Start of WORKING DATA

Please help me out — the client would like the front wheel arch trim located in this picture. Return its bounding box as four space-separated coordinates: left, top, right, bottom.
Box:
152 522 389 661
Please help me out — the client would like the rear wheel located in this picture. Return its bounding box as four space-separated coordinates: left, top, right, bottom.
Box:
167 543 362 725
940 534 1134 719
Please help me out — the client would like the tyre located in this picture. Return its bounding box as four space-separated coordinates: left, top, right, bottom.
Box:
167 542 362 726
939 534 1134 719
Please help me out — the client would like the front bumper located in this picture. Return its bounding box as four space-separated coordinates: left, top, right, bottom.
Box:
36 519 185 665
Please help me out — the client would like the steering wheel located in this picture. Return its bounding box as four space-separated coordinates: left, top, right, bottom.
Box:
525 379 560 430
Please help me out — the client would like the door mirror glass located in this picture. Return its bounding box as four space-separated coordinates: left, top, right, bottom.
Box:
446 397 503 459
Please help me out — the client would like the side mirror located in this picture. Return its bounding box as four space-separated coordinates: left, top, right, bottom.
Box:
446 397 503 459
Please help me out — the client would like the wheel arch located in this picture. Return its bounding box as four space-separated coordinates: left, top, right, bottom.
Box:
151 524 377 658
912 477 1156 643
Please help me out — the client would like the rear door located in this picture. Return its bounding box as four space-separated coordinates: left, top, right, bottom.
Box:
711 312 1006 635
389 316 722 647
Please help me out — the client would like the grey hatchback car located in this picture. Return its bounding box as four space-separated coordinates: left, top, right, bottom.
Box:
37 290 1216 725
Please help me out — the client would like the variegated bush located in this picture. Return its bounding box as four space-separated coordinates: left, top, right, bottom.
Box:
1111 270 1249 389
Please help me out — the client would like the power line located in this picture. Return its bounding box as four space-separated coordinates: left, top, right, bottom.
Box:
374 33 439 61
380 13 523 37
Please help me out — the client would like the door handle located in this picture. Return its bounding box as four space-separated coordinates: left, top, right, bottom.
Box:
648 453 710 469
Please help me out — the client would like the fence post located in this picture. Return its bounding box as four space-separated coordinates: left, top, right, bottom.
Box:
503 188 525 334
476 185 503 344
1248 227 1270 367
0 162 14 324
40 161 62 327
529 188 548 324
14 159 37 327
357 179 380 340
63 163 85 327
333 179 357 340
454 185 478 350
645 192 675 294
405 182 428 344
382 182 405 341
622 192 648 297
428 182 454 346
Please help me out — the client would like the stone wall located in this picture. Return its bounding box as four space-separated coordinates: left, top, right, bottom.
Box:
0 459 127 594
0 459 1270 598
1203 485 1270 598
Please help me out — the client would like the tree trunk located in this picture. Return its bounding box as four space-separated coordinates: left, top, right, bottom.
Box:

End of WORKING DATA

## PROBLEM TO SOLVE
Rewrite the listing above with every "client" changed to "customer", keeping all other text the same.

## COMPLETE OUTPUT
Please help me out — the customer would like the front wheel arch trim located in this picture. Return its bounding box as four space-separated coordinates: left, top, right, bottom.
Box:
152 522 389 661
Please help me out — the customer would like the rear wheel located in this picture. Return its bounding box as four space-separated coordinates: left, top, right, bottom.
Box:
167 543 362 725
940 534 1134 719
Please help me out — the customer would like the tyre located in this picture. Return its bounding box as four space-separated coordinates: left, top, right, bottom.
Box:
167 542 362 726
939 534 1134 719
Please help me out — the customer would like the front bumper located in this picture. Return its bounding box as four space-separated coordinates: left, top, right, bottom.
Box:
36 519 185 665
Please help me out — the customer would like the steering wheel located in this picture. Return its bounding box as four space-separated coordinates: left, top, right, bottom.
Box:
525 379 560 430
Please help me out — the customer would like the door mirror glass located in this picture. Return its bounding box as four space-separated coordinates: left, top, right, bottom.
Box:
446 397 503 459
Please help me out — the customer would like the side mirror located in this picture. Return its bounding box as four space-separated coordinates: left, top, right, bottom.
Box:
446 397 503 459
Please help me out — the customer would like the wheel arch located in this picture. Return its bounding box as four space-separated coordinates: left, top, right, bottom.
Box:
151 524 377 658
912 477 1156 643
Please help me out — the customer would like the rear door located in this picture. Return its bounding box as four space-separated coordinates: left, top, right, bottom.
Box:
711 312 1006 635
389 316 722 647
Please help me out — the customer would like the grey hatchback car located in this picture. Return its bounding box as four space-separated coordinates: left, top, right, bottom.
Box:
37 290 1216 725
Please help me out — the customer would like the variegated bush located in this picture. Return its bounding box as four space-separated coordinates: left, top, right, bottom.
Box:
1111 270 1249 389
Please help me out — the customer would like the power line located in this picture. Return its bounding box as four space-separated coordinates: left, top, right, bottom.
Box:
374 33 439 61
380 13 523 37
Please help me out — the customer would like the door handle located in this picture. Return its bounding box as four space-separated coordinates: left, top, right, bottom.
Box:
648 453 710 469
Please help me out — the customer would like the fence post located in this picture. Return its bounding box as four space-separated coordinates: left, top, right, bottom.
Box:
503 188 525 334
476 185 503 344
1248 227 1270 367
0 162 14 324
40 161 62 327
529 188 548 324
14 159 37 327
357 179 380 340
63 163 85 327
333 179 357 340
454 185 478 350
645 192 675 294
405 182 428 344
382 182 405 341
622 192 648 297
428 182 454 346
Please help me out — the customer would like the stone wall located in this picture. Return its bounding box as four space-separated coordinates: left, top, right, bottom.
Box:
0 459 127 594
0 459 1270 598
1203 485 1270 598
Please help me out — the customer would like the tree trunk located in this picture. Return its bounding box as four space-separated coordinates: left, top, right, bottom.
Box:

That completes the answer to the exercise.